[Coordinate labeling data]
════
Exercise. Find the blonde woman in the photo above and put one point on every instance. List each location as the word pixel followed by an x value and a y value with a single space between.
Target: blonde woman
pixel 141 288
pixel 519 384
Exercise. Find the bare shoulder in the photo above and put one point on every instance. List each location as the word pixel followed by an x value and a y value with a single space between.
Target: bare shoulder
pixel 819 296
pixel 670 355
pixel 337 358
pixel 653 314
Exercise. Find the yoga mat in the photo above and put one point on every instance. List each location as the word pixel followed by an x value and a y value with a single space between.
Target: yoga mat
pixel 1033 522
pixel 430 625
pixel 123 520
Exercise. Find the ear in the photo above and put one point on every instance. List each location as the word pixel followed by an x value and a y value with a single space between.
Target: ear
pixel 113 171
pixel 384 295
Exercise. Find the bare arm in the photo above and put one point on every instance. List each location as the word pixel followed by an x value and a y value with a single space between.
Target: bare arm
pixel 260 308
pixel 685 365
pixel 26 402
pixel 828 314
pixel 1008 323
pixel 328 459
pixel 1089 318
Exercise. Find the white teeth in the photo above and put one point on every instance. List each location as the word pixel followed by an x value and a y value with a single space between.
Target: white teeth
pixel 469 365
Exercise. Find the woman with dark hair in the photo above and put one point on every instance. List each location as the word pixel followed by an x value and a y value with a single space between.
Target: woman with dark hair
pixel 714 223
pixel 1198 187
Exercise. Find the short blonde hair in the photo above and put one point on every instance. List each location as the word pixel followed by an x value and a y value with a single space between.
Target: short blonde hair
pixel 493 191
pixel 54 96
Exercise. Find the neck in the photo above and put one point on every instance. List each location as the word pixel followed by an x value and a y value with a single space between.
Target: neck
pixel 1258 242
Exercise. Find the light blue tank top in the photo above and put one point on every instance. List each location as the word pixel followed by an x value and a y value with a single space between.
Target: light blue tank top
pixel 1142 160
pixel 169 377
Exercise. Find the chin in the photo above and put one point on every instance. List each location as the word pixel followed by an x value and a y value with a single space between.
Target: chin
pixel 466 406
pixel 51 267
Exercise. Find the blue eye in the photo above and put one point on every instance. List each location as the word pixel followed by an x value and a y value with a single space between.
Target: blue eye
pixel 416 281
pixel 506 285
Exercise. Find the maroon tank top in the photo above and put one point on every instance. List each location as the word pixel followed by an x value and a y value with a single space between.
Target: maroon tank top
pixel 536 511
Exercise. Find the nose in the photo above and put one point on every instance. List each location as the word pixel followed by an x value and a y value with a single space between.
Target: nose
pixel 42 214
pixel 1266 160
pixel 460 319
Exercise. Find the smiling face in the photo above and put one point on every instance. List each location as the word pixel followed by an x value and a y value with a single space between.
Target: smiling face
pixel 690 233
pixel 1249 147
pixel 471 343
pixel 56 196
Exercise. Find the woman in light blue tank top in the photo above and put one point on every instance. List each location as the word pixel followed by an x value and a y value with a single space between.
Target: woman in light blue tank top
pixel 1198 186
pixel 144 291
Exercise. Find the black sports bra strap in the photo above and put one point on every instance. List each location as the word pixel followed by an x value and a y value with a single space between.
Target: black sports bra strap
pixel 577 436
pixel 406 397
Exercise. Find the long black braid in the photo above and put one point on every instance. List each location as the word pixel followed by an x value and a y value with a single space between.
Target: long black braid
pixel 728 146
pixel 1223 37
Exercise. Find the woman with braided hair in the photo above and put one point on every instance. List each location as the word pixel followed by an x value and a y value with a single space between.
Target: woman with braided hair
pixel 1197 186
════
## Problem statement
Copy everything from the line containing "Exercise. Find the woman with braided" down to the end of the material, swapping "braided" for "plaited" and leaving all else unchanged.

## Correct answer
Exercise. Find the woman with plaited hair in the photo above and put one point on every instance. List each location as the word pixel followed by an x value and a y value with a single space between.
Target: woman with plaited hair
pixel 1197 186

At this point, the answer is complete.